STATED EXERCISE: Here are some entries; quote each one exactly.

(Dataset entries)
####

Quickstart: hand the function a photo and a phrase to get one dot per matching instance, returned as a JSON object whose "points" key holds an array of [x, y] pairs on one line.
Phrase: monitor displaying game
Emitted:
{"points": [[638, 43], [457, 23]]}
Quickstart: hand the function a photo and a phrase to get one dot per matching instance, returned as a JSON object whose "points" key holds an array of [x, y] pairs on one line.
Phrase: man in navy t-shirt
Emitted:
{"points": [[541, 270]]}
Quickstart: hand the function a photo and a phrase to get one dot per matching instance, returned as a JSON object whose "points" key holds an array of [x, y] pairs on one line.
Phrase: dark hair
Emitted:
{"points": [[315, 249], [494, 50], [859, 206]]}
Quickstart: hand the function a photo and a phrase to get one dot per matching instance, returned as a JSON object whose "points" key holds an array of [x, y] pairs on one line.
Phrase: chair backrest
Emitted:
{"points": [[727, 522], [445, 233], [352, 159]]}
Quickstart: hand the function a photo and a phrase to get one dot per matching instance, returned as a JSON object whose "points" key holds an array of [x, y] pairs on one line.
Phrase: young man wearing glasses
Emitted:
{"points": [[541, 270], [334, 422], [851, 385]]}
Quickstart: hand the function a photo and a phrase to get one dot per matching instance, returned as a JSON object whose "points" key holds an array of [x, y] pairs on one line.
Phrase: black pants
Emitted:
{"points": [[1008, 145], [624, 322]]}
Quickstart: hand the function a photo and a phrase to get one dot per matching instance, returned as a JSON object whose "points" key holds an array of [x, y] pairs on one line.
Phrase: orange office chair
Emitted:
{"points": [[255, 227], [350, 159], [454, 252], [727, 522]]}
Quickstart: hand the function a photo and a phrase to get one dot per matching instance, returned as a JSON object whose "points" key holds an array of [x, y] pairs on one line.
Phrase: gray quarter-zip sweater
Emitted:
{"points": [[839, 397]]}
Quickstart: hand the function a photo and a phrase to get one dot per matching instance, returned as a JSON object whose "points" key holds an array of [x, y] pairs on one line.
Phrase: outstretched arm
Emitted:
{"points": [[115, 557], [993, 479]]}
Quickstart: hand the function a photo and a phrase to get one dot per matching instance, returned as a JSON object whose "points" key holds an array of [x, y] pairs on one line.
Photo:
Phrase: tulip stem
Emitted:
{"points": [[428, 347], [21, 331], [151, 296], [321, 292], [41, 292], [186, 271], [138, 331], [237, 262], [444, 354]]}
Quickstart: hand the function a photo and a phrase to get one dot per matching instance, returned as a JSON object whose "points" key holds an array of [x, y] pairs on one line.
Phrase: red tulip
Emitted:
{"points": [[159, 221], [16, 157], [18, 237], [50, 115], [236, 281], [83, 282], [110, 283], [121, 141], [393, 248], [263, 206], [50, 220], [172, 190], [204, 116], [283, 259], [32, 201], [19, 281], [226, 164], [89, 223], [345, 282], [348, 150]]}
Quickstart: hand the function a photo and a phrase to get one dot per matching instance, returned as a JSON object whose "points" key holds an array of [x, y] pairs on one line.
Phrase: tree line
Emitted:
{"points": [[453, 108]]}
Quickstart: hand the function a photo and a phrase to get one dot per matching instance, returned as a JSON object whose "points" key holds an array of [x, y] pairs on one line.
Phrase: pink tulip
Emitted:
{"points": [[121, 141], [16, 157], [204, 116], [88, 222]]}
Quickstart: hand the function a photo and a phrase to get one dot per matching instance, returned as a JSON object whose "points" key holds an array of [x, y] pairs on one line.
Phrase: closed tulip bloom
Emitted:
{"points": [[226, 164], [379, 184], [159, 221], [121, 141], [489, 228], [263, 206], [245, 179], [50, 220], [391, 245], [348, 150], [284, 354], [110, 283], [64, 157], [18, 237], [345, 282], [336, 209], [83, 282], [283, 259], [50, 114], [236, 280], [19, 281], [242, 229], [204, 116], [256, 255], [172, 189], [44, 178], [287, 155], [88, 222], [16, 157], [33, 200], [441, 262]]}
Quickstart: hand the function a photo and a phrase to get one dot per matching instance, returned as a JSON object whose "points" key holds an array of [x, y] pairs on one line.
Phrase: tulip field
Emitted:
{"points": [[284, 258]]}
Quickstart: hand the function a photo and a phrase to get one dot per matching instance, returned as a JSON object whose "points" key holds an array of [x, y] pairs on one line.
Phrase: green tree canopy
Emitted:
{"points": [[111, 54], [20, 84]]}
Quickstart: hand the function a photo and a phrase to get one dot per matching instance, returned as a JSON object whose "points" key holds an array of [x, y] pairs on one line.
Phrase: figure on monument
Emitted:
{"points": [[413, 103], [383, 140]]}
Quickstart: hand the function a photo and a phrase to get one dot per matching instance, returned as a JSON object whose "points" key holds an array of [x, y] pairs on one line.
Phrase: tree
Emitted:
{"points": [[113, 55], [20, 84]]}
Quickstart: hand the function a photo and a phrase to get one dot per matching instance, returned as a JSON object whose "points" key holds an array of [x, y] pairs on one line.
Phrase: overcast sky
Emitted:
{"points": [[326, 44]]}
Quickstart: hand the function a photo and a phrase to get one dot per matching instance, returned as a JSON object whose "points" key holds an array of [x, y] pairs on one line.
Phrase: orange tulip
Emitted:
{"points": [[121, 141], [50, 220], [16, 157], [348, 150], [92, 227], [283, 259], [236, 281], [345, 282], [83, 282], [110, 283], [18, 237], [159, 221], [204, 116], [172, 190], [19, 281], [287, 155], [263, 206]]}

####

COMPLETE RESPONSE:
Quickstart: hand the function a photo and a phrase to get one dot per matching instance, returned as a JSON object whose "points" key holds an array of [x, y] pairs on one line.
Phrase: monitor displaying game
Emitted:
{"points": [[638, 43], [457, 23]]}
Quickstart: hand the function a photo and a phrase to get one dot per matching instance, returned as a JSON object whose "points" key holds an array of [x, y] pairs on one line.
Phrase: man in navy t-shirt
Emitted:
{"points": [[541, 270]]}
Quickstart: hand the function a photo and a phrase to get one dot per matching instance, returned as a JSON object whose "points" key holds an array of [x, y] pairs on one line.
Phrase: dark hair
Emitted:
{"points": [[315, 249], [494, 50], [859, 206]]}
Quickstart: hand the function a photo and a phrase to get one dot per matching instance, returned as a JSON object whose "points" key holds an array of [x, y] pairs on one line.
Phrase: chair backrest
Emitted:
{"points": [[727, 522], [445, 233], [352, 159]]}
Quickstart: hand the function a photo and a phrase to get one dot per matching instance, returned as a JSON object whose "points" key holds an array of [x, y] pairs on one line.
Phrase: young man wearing glasses
Emitted:
{"points": [[541, 270], [334, 422], [851, 385]]}
Quickstart: hand the function a photo and a phrase to get one dot per matching instance, returned as a JSON object whose "points" key holds an array of [x, y] pairs on one line.
Phrase: black pants
Emitted:
{"points": [[1008, 145], [624, 322]]}
Quickstart: hand the function a photo and a phrase to get one dot per matching instance, returned as a JSON object whose "points" key holds an array of [x, y] pairs on one line.
Phrase: orange office chair
Emitted:
{"points": [[255, 227], [350, 159], [454, 252], [727, 522]]}
Quickstart: hand the function a photo and a phrase to get one dot per matching instance, returned as a JSON object whose "points" key holds an array of [x, y] pairs on one line.
Phrase: gray quarter-zip sweater
Emitted:
{"points": [[839, 397]]}
Quickstart: hand the function a photo and a phrase to get one dot per matching instance, returned as a JSON object whose "points" key holds an array of [x, y] pairs on one line.
Phrase: outstretched arm
Emitted:
{"points": [[115, 557], [993, 479]]}
Quickstart: hand the function a photo and a phrase to get one dot per matching instance, returned as a JSON object whose "points" key holds an array of [x, y] pairs on one line.
Photo:
Phrase: tulip stem
Emitted:
{"points": [[428, 347], [21, 331], [151, 296], [321, 292], [41, 292], [186, 271], [138, 331], [237, 262], [444, 354]]}
Quickstart: hand the function a photo and a phrase to get one dot per matching instance, returned as a JSON object whose "points" key holds an array of [x, y] pairs on one line.
Phrase: red tulip
Emitted:
{"points": [[159, 221], [16, 157], [18, 237], [50, 115], [236, 281], [83, 282], [110, 283], [121, 141], [393, 248], [263, 206], [50, 220], [172, 190], [204, 116], [283, 259], [32, 201], [19, 281], [226, 164], [89, 223], [345, 282], [348, 150]]}
Quickstart: hand the function a photo and a phrase to get one dot per matching instance, returned as a JSON object whose "points" key holds an array of [x, y] pairs on one line.
Phrase: tree line
Emitted:
{"points": [[453, 108]]}
Quickstart: hand the function a photo and a phrase to get one dot per matching instance, returned as a JSON object whose "points" key holds an array of [x, y] pairs on one line.
Phrase: pink tulip
Emitted:
{"points": [[121, 141], [16, 157], [204, 116], [88, 222]]}
Quickstart: hand the function a photo and a phrase to get one dot per matching instance, returned as a JSON object whose "points" key holds an array of [x, y] pairs on one line.
Phrase: closed tulip bloom
Emitted:
{"points": [[226, 164], [379, 184], [159, 221], [121, 141], [489, 228], [263, 206], [245, 179], [50, 220], [391, 245], [348, 150], [284, 354], [110, 283], [64, 157], [18, 237], [345, 282], [336, 209], [83, 282], [283, 259], [50, 114], [236, 280], [19, 281], [242, 229], [204, 116], [256, 255], [172, 189], [44, 178], [287, 155], [88, 222], [16, 157], [33, 200], [441, 262]]}
Quickstart: hand the function a photo and a phrase to get one dot per matching instance, returned as a JSON object whose "points" key holds an array of [x, y] pairs on one line.
Phrase: tulip field
Emitted:
{"points": [[284, 258]]}
Quickstart: hand the function a photo and a phrase to get one dot per matching instance, returned as a JSON object whose "points" key holds an array of [x, y] pairs on one line.
Phrase: green tree canopy
Emitted:
{"points": [[111, 54], [20, 84]]}
Quickstart: hand the function a photo and a phrase to get one dot per matching instance, returned as a JSON object whose "points" key holds an array of [x, y] pairs on one line.
Phrase: figure on monument
Emitted:
{"points": [[413, 103], [383, 140]]}
Quickstart: hand the function a photo and a phrase to get one dot per matching instance, returned as a JSON object whose "points" key holds an array of [x, y] pairs on one line.
Phrase: tree
Emitted:
{"points": [[113, 55], [20, 84]]}
Quickstart: hand the function a photo and a phrase to get one dot per matching instance, returned as a JSON object whose "points" key holds an array of [x, y] pairs on one line.
Phrase: overcast sky
Emitted:
{"points": [[326, 44]]}
Quickstart: hand the function a photo and a phrase to get one dot per matching instance, returned as a JSON object whose "points" key holds an array of [x, y] pairs on one line.
Phrase: orange tulip
Emitted:
{"points": [[121, 141], [50, 220], [16, 157], [348, 150], [92, 227], [283, 259], [236, 281], [345, 282], [83, 282], [110, 283], [18, 237], [159, 221], [204, 116], [172, 190], [19, 281], [287, 155], [263, 206]]}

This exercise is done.